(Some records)
——————————

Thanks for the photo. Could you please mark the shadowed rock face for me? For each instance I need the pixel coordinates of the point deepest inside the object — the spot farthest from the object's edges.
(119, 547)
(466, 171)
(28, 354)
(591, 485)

——————————

§ TASK OBJECTIVE
Replace "shadowed rock face" with "sunlit cliff" throughout the material above and write out every line again, with everything else unchanged.

§ COMPLETE OUTPUT
Thanks for the photo. Could you please mark the sunlit cliff for me? For each instance I need the pixel coordinates of the point deepest inside the object — the spot farthest from the object's edges.
(119, 547)
(466, 171)
(28, 354)
(591, 485)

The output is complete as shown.